Localiza en las entradas cada línea que contenga la palabra "door" y cópiala.

------ MATERIAL EXTRAÍDO

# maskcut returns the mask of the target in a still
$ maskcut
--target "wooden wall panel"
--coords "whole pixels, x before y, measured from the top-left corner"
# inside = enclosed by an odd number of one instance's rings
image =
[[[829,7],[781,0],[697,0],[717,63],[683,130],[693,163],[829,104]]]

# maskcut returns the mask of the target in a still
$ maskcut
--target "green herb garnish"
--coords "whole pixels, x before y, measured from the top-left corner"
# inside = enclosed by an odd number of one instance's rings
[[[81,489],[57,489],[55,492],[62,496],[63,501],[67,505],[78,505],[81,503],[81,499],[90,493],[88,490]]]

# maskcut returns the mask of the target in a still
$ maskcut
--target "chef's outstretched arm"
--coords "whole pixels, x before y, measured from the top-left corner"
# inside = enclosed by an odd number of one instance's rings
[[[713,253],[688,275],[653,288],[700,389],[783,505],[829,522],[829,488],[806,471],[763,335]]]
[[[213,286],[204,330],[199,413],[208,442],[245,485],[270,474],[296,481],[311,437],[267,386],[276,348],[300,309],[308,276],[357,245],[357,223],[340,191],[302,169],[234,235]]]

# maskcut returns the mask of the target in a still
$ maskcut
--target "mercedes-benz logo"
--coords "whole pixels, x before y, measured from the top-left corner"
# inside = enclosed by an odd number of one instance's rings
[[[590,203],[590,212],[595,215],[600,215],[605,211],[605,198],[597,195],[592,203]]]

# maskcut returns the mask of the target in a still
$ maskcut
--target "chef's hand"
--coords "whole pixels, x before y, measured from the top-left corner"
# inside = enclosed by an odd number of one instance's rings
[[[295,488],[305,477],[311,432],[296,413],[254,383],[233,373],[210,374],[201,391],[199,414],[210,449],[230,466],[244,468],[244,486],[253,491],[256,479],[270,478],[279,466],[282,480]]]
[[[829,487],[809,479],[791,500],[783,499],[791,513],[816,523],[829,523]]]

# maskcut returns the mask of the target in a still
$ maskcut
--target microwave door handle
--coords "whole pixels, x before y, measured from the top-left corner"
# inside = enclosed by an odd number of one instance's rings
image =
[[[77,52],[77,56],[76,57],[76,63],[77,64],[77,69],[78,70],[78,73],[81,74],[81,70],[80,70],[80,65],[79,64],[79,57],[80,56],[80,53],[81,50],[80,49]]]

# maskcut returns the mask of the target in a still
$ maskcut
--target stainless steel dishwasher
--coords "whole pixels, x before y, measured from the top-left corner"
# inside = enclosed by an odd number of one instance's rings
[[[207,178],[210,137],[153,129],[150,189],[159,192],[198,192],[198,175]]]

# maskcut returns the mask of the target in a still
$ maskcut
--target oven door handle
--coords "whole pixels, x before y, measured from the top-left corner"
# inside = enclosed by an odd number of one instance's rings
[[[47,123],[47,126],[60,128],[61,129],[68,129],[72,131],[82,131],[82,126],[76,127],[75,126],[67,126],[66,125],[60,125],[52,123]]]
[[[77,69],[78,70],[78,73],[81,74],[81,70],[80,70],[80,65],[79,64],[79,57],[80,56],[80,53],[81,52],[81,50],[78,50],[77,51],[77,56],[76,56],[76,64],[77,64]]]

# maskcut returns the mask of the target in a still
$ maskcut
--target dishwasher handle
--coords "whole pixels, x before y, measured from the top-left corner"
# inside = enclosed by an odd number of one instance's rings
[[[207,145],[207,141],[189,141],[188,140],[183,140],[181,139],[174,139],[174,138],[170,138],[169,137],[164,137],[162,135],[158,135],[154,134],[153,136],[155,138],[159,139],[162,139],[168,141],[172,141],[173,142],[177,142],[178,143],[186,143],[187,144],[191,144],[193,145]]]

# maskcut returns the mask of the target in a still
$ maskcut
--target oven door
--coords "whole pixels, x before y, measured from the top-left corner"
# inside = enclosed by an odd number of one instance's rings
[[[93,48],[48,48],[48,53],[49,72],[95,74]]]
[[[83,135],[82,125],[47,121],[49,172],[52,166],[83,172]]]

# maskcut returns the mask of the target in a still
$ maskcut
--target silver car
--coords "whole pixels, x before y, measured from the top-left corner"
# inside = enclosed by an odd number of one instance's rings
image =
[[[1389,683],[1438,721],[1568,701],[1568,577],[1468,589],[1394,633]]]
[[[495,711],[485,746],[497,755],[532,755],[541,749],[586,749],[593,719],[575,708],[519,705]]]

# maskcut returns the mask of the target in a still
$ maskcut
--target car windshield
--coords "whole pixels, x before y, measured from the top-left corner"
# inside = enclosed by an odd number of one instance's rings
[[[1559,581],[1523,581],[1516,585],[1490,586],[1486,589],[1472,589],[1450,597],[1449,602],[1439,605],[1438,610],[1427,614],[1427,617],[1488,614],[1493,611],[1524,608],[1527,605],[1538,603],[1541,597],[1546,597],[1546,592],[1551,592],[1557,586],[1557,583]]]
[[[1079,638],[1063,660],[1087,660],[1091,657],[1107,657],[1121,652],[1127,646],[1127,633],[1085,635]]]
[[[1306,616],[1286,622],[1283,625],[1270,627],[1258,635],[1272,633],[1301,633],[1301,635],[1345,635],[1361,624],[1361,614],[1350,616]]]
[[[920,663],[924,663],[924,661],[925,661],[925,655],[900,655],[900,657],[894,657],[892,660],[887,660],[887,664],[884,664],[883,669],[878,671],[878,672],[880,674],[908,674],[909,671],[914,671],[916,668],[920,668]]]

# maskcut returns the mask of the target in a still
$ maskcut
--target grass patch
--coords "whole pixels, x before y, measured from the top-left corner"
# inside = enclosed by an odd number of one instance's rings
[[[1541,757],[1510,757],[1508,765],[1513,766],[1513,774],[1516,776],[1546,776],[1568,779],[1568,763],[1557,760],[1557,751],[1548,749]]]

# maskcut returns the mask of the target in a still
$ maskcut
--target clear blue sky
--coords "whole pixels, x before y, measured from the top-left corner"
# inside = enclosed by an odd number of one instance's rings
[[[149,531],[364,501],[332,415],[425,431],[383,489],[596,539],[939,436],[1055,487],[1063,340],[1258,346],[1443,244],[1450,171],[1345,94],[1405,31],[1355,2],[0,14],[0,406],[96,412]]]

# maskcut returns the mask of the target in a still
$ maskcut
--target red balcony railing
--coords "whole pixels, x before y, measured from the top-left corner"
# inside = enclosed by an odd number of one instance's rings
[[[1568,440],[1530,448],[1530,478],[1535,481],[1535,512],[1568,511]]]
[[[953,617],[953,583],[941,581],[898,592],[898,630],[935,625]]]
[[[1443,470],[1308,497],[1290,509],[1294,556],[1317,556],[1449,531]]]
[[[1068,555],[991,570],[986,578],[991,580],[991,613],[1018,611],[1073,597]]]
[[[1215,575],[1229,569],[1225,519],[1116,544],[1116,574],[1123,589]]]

------------

• _SOLUCIÓN DESARROLLADA_:
--target microwave door handle
--target oven door handle
--target oven door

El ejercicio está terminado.